__Exercise goal__. Reproduce every line below in full, scaling each vertex coordinate in the answers by 1.8 and rounding to the nearest whole number, with halves rounded up. Omit the pictures from your answer.

Collected data
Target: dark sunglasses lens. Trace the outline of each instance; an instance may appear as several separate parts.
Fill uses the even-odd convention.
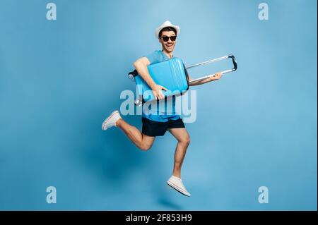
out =
[[[163,37],[163,39],[164,42],[167,42],[169,40],[169,37],[167,36]]]
[[[172,36],[172,37],[170,37],[170,39],[171,39],[171,40],[172,42],[175,42],[176,38],[177,38],[177,36]]]
[[[169,40],[169,38],[170,38],[170,39],[171,39],[172,42],[175,42],[175,39],[176,39],[176,38],[177,38],[177,36],[172,36],[172,37],[163,36],[163,37],[163,37],[163,40],[164,42],[167,42],[167,41]]]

__Exercise solution__.
Target: dark sunglasses lens. Trace the outline of each instance; an instance may appear as several separate parts.
Fill uses the even-odd convention.
out =
[[[293,67],[293,70],[295,76],[301,76],[304,72],[304,67],[301,65]]]
[[[310,65],[310,67],[306,67],[306,70],[308,70],[308,72],[310,76],[315,76],[317,68],[319,68],[319,65]]]
[[[304,72],[304,68],[306,68],[306,70],[308,70],[310,76],[315,76],[315,70],[317,70],[317,68],[319,68],[319,65],[310,65],[310,67],[293,65],[293,67],[293,67],[293,72],[295,76],[301,76],[301,74]]]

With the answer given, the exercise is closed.